» **Stated task**: Reproduce, word for word, the portion of the forum thread on Alchemy hubs starting at "## Ramjm_2000 (Jan" and ending at "be significantly lower.".

» **Passage to read**:
+ + +

As others have said, the draw of the Alchemy design is the flange spacing being maximized for better bracing angle. So, my question would be, do the standard hubs Wheels Mftg. have the same flanging spacing as the Alchemy? My guess is they do not.


----------



## Mackers (Dec 29, 2009)

They're exactly the same dimensions as the Alchemy hubs.


----------



## Ramjm_2000 (Jan 29, 2005)

Anyone have the price?


----------



## Mackers (Dec 29, 2009)

They're the exact same hubs, so I doubt their price would be significantly lower.


----------



## krisdrum (Oct 29, 2007)

I don't see any hubs listed on Wheels' site. Any further info on them? So Mackers, are you saying Alchemy is simply having their name put on the Wheels hubs?


----------



## Mackers (Dec 29, 2009)

Nope, Alchemy/Jeremy designed them, Wheels Mfg. manufactures them.
They both put their name on them and sell them.

And the hubs are in their catalog, page 11


----------



## TomH (Oct 6, 2008)

krisdrum said:


> As others have said, the draw of the Alchemy design is the flange spacing being maximized for better bracing angle. So, my question would be, do the standard hubs Wheels Mftg. have the same flanging spacing as the Alchemy? My guess is they do not.


I think thats their marketing.. if you compared two front wheels without knowing which had the wider flange, you're not going to notice unless you have a complete noodle wheel with too few spokes. Theres tons of people on 20 spoke fronts on fairly narrow hubs. 

Rear geo is drastically more important. A front kinda is a front.


----------



## Mackers (Dec 29, 2009)

I completely agree, while I love the design of the rear hub, I just cannot get excited about the front hub.


----------



## krisdrum (Oct 29, 2007)

TomH said:


> I think thats their marketing.. if you compared two front wheels without knowing which had the wider flange, you're not going to notice unless you have a complete noodle wheel with too few spokes. Theres tons of people on 20 spoke fronts on fairly narrow hubs.
> 
> Rear geo is drastically more important. A front kinda is a front.


Sorry, was being specific to the rear only. Could have been more specific.


----------



## rockon (Nov 6, 2007)

+ + +

» **Record list**:

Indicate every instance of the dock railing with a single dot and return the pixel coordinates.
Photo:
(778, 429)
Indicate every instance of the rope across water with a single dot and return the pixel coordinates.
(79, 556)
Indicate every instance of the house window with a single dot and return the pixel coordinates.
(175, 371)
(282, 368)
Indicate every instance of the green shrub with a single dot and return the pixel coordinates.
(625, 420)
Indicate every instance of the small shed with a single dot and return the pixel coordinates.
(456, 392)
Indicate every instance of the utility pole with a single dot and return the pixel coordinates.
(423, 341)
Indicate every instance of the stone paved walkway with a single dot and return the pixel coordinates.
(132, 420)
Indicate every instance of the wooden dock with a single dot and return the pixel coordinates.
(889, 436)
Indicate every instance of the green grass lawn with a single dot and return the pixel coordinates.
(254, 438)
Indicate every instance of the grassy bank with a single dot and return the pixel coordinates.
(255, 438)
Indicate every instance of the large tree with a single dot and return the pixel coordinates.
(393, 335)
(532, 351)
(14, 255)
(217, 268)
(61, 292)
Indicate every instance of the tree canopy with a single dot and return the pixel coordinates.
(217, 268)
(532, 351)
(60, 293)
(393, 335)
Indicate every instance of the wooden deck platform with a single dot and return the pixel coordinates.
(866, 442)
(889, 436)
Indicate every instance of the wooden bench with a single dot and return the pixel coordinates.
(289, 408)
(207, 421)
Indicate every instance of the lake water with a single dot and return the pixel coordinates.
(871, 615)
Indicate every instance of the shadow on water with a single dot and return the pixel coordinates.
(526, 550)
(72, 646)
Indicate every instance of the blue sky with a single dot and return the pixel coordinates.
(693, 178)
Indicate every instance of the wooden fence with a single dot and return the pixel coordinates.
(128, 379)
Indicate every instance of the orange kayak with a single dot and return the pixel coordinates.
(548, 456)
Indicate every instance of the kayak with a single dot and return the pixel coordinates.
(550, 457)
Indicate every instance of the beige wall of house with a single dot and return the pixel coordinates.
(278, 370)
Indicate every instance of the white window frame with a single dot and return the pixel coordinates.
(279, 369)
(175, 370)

+ + +

» **Solution below**:
## Ramjm_2000 (Jan 29, 2005)

Anyone have the price?


----------



## Mackers (Dec 29, 2009)

They're the exact same hubs, so I doubt their price would be significantly lower.